> Stated exercise:
Could you convert the rows below, from the start through the line containing "column 540, row 344", into a two-column CSV headed text and answer? Put each row's wording and its answer on one line as two quoted fields, with any line breaks turned into spaces, and leave out the pictures.

··· Data entries ···

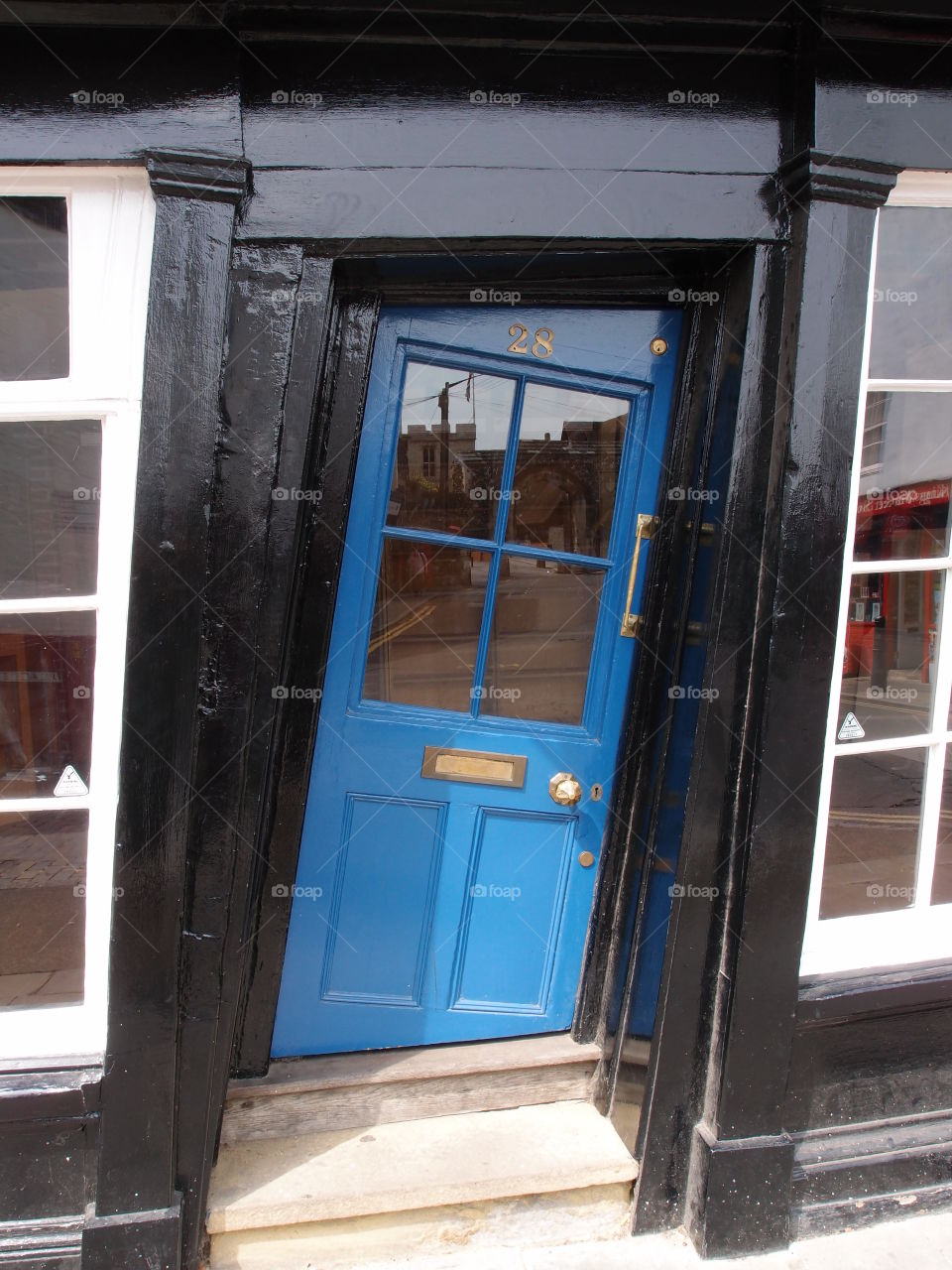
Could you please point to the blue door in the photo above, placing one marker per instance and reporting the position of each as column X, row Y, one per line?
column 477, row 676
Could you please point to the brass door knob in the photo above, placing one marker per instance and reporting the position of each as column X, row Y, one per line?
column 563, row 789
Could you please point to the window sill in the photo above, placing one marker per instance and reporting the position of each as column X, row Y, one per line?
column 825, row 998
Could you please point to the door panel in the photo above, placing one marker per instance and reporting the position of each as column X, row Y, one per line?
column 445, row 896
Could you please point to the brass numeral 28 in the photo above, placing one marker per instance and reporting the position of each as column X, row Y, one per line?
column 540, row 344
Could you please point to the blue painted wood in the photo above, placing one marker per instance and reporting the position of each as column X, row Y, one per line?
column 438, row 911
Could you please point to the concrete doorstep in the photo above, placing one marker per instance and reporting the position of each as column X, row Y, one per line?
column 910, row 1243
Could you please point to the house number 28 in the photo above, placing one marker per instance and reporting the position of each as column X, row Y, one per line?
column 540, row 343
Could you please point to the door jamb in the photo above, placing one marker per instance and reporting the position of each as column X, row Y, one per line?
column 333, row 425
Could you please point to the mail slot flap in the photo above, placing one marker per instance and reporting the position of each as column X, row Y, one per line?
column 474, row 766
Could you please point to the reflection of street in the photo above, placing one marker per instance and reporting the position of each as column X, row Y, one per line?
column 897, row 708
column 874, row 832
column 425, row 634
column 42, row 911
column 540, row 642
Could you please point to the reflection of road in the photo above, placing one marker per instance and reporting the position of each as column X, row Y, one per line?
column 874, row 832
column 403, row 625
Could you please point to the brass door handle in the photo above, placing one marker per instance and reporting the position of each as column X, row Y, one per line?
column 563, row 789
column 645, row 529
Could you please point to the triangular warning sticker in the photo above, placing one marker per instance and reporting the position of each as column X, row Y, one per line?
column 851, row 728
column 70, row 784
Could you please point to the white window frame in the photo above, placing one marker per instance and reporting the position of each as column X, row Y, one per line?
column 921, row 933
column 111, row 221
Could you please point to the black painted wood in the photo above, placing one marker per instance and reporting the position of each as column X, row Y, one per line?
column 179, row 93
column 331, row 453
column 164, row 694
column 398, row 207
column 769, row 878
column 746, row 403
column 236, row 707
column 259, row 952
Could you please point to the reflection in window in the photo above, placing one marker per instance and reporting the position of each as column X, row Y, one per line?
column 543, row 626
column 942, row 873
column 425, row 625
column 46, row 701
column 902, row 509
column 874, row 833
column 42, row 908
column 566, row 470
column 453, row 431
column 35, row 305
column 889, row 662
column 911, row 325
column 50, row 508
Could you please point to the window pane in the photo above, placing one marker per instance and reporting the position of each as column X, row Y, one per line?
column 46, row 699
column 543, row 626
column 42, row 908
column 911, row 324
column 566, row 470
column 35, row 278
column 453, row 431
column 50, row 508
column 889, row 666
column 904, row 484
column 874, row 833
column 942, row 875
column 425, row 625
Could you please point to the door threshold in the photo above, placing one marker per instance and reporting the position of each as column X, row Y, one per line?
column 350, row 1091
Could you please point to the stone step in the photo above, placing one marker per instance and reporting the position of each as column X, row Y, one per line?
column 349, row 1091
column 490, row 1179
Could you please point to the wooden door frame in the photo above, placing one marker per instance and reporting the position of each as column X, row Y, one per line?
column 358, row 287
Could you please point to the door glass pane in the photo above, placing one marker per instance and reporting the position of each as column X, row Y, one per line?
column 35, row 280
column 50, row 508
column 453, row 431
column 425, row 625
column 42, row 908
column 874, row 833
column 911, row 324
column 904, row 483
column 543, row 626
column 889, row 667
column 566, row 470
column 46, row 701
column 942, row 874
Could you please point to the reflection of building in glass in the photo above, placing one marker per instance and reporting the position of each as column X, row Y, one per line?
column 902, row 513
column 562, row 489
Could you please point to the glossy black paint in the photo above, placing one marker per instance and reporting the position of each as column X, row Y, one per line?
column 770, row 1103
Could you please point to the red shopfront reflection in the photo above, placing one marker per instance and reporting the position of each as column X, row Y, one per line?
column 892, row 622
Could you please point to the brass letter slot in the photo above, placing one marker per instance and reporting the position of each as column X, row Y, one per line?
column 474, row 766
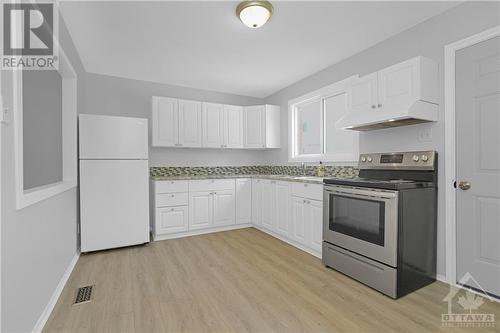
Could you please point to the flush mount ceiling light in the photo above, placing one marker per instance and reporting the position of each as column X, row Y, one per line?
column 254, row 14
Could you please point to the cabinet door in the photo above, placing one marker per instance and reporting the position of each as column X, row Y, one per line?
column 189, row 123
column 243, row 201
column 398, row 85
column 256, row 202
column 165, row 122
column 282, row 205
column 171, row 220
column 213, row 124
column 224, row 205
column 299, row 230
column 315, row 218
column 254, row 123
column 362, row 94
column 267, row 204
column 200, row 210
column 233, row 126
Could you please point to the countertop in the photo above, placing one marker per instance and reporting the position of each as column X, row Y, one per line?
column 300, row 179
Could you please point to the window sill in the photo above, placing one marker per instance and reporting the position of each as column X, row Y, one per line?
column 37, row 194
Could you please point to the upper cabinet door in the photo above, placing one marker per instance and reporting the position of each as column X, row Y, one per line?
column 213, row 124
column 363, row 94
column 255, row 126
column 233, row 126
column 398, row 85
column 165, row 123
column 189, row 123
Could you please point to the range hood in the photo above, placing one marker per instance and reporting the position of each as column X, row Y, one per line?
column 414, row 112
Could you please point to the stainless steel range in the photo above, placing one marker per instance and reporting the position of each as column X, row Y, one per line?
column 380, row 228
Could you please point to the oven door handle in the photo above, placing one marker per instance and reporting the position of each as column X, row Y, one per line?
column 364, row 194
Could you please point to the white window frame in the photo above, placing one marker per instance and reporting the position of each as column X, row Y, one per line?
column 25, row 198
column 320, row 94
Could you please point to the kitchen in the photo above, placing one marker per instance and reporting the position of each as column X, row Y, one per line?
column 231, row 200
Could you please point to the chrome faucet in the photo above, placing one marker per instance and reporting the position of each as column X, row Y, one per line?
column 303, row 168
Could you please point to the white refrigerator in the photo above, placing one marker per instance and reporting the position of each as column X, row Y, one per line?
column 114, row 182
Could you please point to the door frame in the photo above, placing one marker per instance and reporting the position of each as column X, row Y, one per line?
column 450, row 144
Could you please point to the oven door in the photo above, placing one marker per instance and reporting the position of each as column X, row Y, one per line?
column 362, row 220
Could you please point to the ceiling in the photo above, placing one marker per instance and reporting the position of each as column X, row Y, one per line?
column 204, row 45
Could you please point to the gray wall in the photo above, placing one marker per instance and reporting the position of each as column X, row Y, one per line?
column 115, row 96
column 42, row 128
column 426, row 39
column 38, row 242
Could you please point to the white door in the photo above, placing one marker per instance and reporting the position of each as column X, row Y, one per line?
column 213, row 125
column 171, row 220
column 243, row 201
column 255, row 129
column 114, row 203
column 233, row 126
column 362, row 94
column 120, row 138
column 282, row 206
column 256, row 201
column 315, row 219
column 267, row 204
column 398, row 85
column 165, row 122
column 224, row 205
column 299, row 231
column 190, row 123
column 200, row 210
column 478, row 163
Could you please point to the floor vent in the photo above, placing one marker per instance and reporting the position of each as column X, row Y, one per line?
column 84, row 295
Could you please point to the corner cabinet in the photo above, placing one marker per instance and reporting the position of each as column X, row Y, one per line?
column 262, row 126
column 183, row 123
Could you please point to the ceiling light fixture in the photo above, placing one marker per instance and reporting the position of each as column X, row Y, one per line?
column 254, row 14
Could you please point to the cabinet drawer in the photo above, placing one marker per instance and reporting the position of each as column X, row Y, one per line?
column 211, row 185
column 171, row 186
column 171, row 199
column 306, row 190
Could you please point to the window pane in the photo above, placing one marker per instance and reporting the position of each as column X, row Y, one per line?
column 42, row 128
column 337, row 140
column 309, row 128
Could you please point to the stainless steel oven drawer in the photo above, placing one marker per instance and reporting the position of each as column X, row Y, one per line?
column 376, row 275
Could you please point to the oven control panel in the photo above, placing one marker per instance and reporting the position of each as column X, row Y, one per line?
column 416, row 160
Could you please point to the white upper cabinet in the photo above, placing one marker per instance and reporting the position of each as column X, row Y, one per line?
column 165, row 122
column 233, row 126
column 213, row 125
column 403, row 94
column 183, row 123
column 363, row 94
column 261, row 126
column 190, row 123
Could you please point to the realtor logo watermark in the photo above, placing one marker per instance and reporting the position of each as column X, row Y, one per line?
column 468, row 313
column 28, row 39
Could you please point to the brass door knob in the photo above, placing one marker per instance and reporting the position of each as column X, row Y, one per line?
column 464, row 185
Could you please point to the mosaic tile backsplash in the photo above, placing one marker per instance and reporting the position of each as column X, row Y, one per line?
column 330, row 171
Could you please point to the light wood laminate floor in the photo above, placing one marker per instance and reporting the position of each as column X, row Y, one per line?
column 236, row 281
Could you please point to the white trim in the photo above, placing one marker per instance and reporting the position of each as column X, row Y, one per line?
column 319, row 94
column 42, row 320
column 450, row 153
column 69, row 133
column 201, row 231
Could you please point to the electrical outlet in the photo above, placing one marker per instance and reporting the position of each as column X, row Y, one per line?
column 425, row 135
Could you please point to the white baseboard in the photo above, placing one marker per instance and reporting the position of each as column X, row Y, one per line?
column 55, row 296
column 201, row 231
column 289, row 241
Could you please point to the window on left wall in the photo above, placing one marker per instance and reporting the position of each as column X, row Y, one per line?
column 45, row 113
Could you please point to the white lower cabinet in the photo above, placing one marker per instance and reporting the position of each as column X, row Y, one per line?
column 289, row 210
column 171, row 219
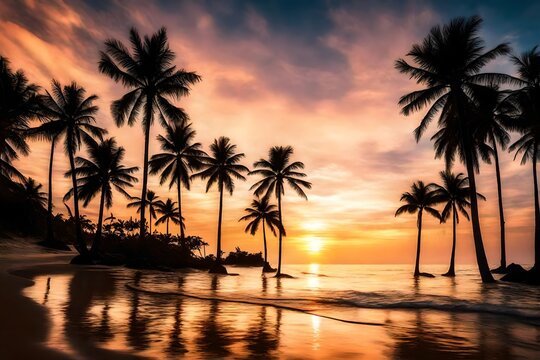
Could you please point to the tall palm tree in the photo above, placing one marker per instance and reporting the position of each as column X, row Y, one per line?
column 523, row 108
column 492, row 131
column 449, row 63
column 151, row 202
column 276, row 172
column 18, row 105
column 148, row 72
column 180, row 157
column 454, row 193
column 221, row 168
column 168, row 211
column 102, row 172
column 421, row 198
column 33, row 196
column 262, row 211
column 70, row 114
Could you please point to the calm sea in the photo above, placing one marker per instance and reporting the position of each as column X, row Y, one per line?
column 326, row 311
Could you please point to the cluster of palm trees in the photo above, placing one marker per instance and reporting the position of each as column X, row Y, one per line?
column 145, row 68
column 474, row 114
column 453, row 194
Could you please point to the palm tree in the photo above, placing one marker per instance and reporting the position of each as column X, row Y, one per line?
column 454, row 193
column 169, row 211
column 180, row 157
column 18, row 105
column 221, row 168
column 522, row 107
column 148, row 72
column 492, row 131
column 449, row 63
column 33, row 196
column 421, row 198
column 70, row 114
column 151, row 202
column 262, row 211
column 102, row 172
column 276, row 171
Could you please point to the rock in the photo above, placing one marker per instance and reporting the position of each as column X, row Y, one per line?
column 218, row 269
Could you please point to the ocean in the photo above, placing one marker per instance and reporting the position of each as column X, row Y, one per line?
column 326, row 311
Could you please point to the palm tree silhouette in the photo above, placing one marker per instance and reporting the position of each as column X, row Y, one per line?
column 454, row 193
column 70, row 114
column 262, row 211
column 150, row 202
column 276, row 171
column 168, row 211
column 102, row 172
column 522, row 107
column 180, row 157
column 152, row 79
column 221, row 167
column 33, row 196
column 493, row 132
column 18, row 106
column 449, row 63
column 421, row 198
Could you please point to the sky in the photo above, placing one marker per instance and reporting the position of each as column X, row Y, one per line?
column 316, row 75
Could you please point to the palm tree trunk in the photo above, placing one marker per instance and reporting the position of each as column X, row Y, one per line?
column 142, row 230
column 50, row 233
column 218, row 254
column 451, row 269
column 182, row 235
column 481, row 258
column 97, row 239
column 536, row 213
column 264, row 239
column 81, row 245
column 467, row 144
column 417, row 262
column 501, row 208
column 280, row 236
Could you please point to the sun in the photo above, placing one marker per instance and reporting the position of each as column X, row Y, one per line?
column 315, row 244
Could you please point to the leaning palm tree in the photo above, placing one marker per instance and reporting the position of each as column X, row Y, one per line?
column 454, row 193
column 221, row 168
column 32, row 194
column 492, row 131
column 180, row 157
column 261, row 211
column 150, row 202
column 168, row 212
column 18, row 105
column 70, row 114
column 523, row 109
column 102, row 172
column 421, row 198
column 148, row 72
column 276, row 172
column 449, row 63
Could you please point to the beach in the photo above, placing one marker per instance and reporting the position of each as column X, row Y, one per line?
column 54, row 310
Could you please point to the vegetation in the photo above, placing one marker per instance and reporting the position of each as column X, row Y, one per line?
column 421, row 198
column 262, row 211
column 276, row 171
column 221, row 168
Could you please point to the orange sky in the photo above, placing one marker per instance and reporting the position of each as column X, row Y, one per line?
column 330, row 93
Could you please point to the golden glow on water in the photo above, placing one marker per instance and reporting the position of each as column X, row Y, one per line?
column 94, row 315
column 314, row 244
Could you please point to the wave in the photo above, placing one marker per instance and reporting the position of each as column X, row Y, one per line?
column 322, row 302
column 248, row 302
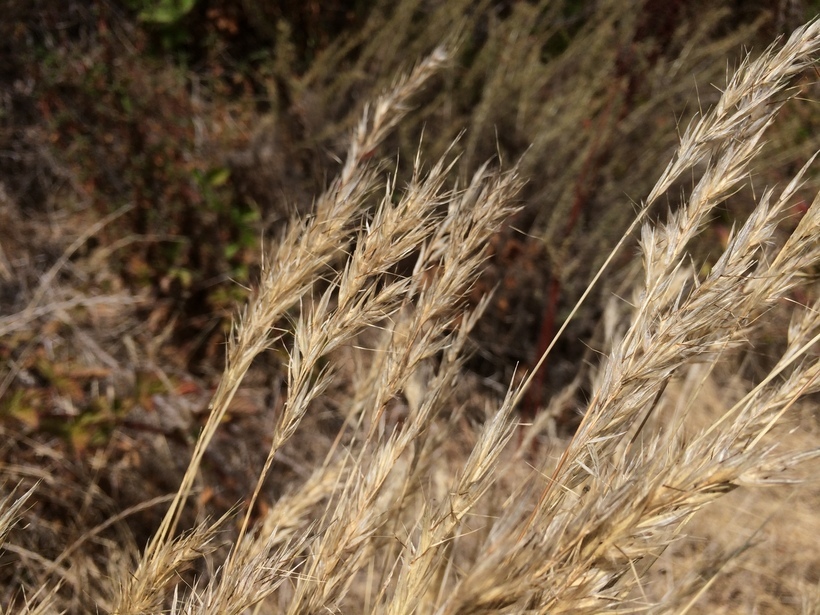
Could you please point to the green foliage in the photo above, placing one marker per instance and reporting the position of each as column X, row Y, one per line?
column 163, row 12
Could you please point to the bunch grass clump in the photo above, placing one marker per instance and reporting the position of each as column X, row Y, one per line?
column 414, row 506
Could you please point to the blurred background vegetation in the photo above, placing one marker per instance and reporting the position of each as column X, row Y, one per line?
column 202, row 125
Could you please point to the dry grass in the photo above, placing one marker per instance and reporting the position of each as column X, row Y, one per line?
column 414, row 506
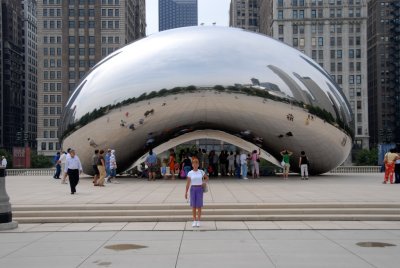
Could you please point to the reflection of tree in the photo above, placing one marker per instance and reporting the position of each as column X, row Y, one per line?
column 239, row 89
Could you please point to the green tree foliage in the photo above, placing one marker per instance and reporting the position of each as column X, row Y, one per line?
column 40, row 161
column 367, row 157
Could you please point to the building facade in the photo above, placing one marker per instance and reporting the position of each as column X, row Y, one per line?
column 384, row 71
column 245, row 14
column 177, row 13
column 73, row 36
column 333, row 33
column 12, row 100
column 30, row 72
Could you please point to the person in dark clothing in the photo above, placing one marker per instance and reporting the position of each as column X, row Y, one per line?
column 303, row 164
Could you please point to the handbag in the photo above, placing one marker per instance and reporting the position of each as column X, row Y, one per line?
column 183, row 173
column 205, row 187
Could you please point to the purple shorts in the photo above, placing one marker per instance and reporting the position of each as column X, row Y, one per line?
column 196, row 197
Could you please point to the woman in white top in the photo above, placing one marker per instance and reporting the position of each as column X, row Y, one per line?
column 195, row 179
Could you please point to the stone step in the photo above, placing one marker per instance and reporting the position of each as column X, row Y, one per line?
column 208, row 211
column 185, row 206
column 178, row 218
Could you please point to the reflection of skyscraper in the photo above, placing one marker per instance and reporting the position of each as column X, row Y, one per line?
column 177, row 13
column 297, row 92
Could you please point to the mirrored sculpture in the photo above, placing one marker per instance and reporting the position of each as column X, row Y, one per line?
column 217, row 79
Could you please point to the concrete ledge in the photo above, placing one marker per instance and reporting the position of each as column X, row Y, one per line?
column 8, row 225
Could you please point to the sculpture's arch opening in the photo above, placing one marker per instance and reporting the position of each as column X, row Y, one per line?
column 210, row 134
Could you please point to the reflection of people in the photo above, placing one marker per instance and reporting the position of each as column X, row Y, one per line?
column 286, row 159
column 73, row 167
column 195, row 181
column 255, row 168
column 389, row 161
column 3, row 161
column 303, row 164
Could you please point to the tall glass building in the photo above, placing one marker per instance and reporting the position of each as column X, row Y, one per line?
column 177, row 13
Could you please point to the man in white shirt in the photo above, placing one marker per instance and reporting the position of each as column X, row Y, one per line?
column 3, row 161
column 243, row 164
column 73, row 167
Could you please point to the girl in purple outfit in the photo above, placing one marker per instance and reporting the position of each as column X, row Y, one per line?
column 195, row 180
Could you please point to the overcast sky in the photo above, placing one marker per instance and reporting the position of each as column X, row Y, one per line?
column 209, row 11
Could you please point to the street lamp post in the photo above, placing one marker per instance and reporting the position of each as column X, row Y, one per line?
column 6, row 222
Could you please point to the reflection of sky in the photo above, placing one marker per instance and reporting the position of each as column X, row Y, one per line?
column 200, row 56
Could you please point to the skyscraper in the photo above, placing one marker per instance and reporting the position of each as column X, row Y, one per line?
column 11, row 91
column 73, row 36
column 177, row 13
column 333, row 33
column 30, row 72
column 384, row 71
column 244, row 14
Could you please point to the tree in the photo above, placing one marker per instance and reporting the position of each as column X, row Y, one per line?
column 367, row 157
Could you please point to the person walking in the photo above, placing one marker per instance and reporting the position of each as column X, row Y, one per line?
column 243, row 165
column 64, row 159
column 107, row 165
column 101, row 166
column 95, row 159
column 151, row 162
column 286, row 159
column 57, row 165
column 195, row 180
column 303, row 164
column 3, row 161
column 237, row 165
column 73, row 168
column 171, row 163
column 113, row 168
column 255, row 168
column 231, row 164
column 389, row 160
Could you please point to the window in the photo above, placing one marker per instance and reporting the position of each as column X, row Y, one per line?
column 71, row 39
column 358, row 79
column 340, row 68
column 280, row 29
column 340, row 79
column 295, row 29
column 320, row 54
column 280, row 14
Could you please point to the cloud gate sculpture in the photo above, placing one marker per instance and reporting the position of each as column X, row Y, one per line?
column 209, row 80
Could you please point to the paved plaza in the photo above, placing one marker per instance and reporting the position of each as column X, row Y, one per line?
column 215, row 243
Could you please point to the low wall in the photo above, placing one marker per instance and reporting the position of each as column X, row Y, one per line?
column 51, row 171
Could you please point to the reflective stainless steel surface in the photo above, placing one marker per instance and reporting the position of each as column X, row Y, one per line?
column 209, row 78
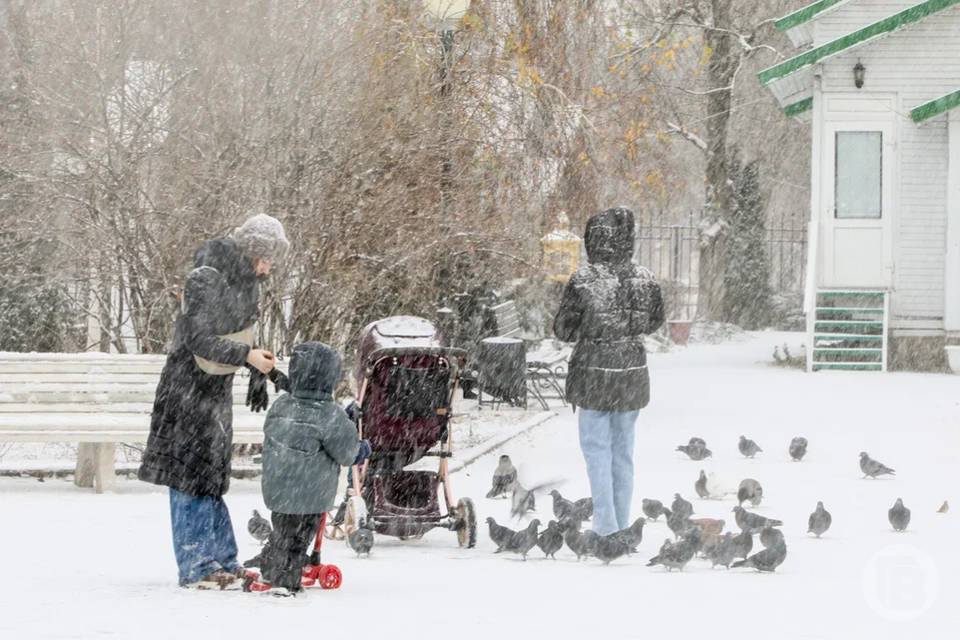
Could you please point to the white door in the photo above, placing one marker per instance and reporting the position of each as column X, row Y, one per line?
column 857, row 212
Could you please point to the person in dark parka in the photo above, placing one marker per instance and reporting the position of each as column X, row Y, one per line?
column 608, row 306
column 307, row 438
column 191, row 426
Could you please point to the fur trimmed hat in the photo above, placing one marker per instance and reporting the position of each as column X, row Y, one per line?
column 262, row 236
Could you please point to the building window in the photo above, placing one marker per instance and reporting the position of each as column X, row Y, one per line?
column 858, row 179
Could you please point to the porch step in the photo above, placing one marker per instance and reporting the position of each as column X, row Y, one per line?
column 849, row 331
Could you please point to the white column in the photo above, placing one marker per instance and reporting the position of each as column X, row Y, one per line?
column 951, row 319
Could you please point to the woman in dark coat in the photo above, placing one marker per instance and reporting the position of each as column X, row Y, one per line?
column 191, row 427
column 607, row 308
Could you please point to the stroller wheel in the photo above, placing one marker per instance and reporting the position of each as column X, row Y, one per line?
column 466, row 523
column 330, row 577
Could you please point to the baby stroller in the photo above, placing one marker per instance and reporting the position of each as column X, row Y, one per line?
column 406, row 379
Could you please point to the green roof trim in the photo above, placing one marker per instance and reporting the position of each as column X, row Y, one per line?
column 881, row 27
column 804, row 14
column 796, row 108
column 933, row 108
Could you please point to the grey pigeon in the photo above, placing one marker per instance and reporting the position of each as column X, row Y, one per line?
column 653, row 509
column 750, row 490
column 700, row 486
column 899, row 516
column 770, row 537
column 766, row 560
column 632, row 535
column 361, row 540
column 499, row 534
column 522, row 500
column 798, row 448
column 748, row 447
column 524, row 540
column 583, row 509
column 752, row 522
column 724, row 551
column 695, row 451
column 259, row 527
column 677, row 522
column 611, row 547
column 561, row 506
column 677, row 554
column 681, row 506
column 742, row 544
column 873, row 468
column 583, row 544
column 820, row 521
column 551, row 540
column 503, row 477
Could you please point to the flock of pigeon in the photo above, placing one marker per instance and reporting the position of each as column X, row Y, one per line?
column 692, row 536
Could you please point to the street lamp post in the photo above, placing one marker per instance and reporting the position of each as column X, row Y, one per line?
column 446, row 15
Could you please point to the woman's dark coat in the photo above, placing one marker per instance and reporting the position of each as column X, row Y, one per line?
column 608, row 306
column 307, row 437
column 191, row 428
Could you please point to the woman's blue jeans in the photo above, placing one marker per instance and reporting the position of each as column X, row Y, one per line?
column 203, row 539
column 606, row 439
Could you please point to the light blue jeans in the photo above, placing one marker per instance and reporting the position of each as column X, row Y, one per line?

···

> Worked answer:
text,answer
"Could you please point to the blue door in the photo above, placing one marker per instance and reporting the position of each as column X, row Y, one per line?","column 477, row 676"
"Could you please point to the brass door knob in the photo above, placing one marker per instance and reporting the position of each as column X, row Y, one per line?","column 563, row 789"
"Could you please point to the window sill in the photo above, placing one marker per instance and reporting the position of each as column X, row Y, one per line?","column 825, row 998"
"Could you please point to the door panel in the photo above, placing one marker per instance and reporting the position of each as column X, row Y, one per line?","column 445, row 896"
"Could you please point to the brass numeral 28 in the photo above, placing one marker per instance and reporting the position of each as column X, row Y, one per line?","column 540, row 344"